(Items from a labeling collection)

┄┄┄┄┄┄

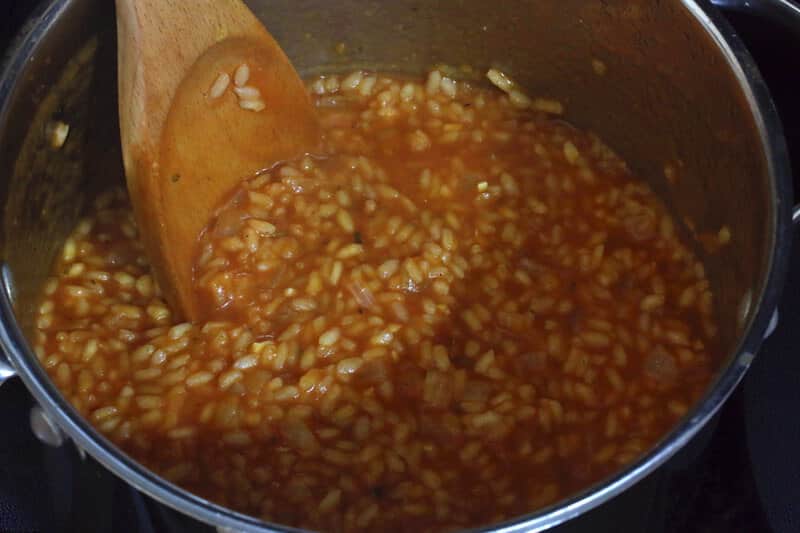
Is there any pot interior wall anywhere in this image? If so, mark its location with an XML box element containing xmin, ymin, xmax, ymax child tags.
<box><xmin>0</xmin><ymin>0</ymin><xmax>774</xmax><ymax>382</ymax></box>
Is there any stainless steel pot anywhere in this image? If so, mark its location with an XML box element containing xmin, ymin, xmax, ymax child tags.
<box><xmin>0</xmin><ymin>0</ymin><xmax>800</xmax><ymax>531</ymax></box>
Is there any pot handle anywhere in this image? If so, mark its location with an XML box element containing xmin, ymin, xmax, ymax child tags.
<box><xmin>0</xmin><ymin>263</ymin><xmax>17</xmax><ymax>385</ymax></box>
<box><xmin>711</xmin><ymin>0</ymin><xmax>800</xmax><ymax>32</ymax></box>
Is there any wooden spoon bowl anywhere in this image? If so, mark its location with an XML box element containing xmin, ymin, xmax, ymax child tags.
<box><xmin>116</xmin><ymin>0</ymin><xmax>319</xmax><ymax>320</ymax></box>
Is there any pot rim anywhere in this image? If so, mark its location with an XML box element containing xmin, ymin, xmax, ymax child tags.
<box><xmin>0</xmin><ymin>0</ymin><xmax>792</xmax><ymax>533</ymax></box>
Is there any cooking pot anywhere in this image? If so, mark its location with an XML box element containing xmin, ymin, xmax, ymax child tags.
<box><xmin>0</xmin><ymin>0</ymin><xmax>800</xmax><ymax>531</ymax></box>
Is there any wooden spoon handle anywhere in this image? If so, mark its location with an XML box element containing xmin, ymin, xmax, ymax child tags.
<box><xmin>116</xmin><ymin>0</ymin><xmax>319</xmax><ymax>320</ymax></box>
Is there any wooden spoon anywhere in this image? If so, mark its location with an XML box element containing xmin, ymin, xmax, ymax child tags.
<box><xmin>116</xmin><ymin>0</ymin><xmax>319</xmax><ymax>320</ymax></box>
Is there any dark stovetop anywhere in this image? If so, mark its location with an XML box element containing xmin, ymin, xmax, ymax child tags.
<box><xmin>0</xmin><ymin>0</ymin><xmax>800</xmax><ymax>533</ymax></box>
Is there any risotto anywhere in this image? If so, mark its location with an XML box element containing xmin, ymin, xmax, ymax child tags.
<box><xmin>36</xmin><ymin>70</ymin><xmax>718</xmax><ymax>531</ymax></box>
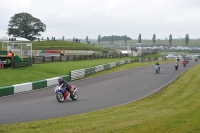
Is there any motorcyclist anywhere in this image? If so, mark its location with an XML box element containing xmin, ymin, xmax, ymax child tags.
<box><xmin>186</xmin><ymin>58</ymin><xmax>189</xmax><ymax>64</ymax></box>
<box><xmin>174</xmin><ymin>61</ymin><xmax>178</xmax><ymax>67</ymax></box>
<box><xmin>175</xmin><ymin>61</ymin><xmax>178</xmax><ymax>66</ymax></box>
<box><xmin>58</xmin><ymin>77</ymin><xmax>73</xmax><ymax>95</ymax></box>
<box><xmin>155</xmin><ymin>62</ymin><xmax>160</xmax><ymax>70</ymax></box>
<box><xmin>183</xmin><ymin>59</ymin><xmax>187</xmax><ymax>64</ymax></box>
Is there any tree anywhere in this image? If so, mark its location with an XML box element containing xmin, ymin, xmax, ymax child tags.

┄┄┄┄┄┄

▶ **GIVEN TASK**
Pick out and copy every line of the items above that contains the word "handle".

▶ **SOLUTION TO THE PROBLEM**
Is there any pot handle anywhere in this image? If so, mark its location with an XML box element containing xmin, ymin, xmax, ymax child tags.
Is there any wooden spoon handle anywhere in this image? If so, mark its location with an XML box element containing xmin, ymin, xmax, ymax child tags.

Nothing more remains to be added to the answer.